* RECORD EXCERPTS:

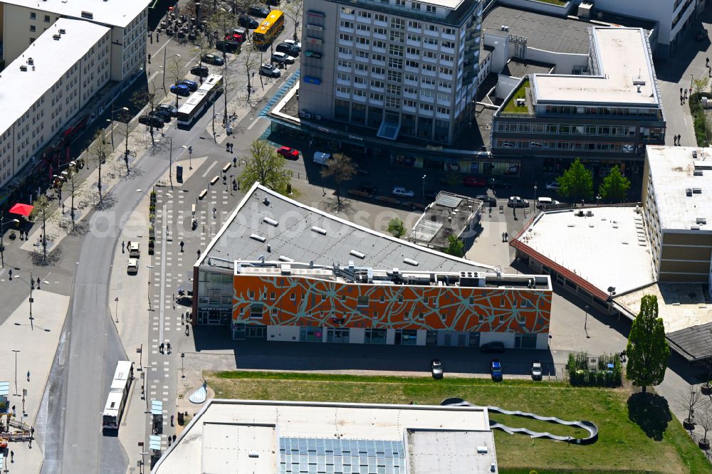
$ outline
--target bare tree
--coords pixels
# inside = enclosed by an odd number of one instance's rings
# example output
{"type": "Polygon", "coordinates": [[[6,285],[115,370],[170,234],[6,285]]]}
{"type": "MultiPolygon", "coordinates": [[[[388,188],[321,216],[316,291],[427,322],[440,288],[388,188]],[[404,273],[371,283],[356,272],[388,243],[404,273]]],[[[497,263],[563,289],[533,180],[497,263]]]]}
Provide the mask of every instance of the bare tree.
{"type": "Polygon", "coordinates": [[[106,139],[104,129],[99,129],[94,135],[94,141],[89,145],[89,148],[87,150],[87,156],[90,161],[96,165],[99,172],[97,177],[97,187],[99,189],[100,203],[104,201],[104,196],[101,193],[101,165],[106,163],[106,158],[112,151],[111,143],[106,139]]]}
{"type": "Polygon", "coordinates": [[[341,209],[341,184],[350,181],[356,174],[356,167],[351,159],[342,153],[336,153],[321,170],[323,178],[333,178],[336,183],[336,201],[341,209]]]}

* EXERCISE DETAILS: Copy out all of the items above, substituting "leafless tree" for every instance of "bare tree" and changing nothing else. Omit the pictures.

* CORRECT ANSWER:
$ outline
--target leafless tree
--coords pixels
# inside = enclosed by an odd number of one instance's rings
# example output
{"type": "Polygon", "coordinates": [[[6,285],[115,370],[170,234],[6,285]]]}
{"type": "MultiPolygon", "coordinates": [[[[388,188],[321,216],[316,291],[427,322],[440,288],[388,188]],[[404,273],[371,283],[356,272],[388,243],[404,273]]],[[[497,263],[563,289],[533,180],[497,263]]]]}
Provide the mask of every instance of the leafless tree.
{"type": "Polygon", "coordinates": [[[106,139],[104,129],[99,129],[94,135],[94,141],[89,145],[89,148],[87,150],[87,156],[90,161],[96,165],[99,172],[97,177],[97,187],[99,189],[100,203],[104,201],[104,196],[101,193],[101,165],[106,163],[106,158],[112,151],[111,143],[106,139]]]}
{"type": "Polygon", "coordinates": [[[341,209],[341,184],[350,181],[356,174],[356,167],[351,159],[342,153],[336,153],[321,170],[323,178],[333,178],[336,183],[336,201],[341,209]]]}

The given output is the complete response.